**DIRECTIONS**: Below this line is a set of entries; quote exactly the lines from the line that contains "Query: aircraft nose cone" to the line that contains "high-wing light aircraft.", both lines included.

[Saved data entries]
--- --- ---

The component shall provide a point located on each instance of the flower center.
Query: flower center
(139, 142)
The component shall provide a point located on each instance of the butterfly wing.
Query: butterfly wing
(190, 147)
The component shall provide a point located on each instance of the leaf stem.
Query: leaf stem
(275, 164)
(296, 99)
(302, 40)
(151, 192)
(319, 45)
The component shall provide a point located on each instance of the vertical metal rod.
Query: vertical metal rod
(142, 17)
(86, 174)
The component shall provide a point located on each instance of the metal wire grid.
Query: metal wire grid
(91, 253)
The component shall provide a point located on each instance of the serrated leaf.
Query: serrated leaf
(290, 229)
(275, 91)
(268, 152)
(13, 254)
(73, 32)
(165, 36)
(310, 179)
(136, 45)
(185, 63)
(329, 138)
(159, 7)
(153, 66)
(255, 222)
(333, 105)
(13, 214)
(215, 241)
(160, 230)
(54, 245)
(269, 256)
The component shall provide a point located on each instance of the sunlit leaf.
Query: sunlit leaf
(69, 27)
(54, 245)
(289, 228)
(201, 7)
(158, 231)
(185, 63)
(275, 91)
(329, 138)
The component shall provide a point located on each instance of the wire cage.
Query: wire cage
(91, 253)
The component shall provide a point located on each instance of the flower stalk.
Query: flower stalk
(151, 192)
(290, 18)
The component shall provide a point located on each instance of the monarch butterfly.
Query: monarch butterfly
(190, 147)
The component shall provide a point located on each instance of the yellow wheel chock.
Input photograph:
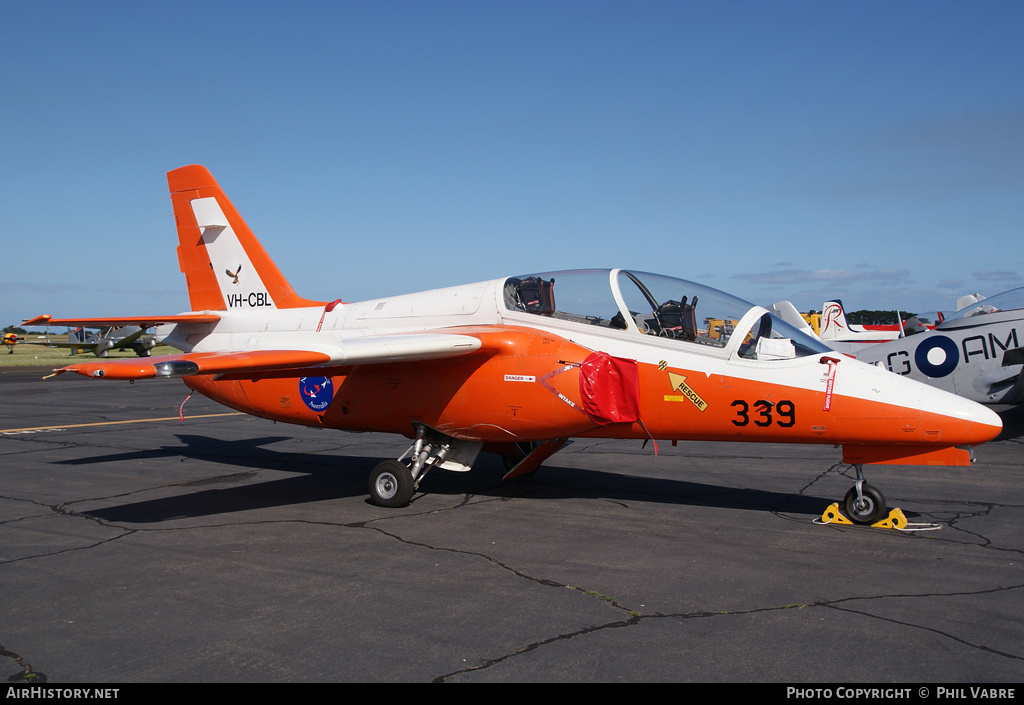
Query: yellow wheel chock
(896, 520)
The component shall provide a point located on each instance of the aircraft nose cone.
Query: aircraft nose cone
(985, 424)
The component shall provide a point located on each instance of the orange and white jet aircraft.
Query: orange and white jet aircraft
(519, 365)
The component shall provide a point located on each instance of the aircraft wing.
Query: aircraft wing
(119, 322)
(371, 349)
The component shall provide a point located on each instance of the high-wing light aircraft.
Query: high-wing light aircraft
(975, 353)
(11, 339)
(835, 329)
(111, 337)
(519, 365)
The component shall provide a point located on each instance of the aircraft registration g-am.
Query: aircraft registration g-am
(519, 365)
(975, 353)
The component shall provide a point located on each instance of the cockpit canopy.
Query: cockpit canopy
(644, 303)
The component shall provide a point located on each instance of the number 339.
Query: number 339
(785, 413)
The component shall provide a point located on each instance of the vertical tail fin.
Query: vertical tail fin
(223, 262)
(833, 321)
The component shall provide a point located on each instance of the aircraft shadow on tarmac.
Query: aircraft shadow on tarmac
(321, 478)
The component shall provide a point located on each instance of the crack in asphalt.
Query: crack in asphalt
(629, 617)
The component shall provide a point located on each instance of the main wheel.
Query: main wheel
(871, 509)
(391, 485)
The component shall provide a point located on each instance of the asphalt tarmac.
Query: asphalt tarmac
(137, 547)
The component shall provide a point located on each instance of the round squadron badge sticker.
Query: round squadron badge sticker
(316, 391)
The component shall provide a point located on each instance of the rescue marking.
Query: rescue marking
(679, 384)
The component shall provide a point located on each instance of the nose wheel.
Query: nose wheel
(864, 503)
(391, 485)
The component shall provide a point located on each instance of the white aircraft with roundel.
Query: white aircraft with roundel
(519, 365)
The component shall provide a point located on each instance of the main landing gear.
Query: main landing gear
(864, 503)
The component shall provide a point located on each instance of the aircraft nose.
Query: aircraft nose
(985, 424)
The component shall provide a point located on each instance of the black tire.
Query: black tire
(391, 485)
(871, 510)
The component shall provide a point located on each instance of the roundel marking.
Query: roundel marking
(937, 357)
(316, 392)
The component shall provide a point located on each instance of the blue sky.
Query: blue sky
(871, 151)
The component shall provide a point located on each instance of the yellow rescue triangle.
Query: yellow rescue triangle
(679, 384)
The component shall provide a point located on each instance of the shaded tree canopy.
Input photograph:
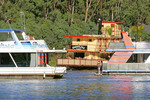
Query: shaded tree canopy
(51, 20)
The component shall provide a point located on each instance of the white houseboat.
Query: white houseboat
(25, 57)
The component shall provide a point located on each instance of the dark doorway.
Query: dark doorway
(76, 54)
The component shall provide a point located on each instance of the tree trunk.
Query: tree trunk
(112, 16)
(72, 11)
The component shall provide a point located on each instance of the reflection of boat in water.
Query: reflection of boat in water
(22, 56)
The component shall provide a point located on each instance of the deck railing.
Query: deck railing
(78, 62)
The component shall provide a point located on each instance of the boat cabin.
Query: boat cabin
(22, 54)
(91, 48)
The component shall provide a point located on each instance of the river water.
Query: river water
(78, 85)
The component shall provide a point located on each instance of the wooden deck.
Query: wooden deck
(78, 62)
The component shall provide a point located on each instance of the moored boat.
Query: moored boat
(22, 56)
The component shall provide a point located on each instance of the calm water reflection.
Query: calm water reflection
(78, 85)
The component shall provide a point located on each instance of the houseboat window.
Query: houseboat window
(78, 39)
(119, 27)
(19, 35)
(90, 40)
(78, 55)
(22, 59)
(5, 60)
(6, 36)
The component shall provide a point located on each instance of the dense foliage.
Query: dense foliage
(51, 20)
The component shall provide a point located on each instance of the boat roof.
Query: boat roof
(9, 30)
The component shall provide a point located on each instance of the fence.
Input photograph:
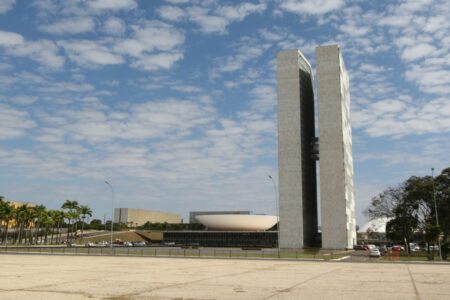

--- --- ---

**REPLY**:
Query: aircraft nose cone
(985, 424)
The component shall provide a point located on each instance of the orange and white jet aircraft.
Query: orange and white jet aircraft
(519, 365)
The component shall provide a point located on each instance of the aircraft wing.
Query: aircraft wing
(119, 322)
(371, 349)
The component shall provide a point located on each instance of the high-wing light aircraft.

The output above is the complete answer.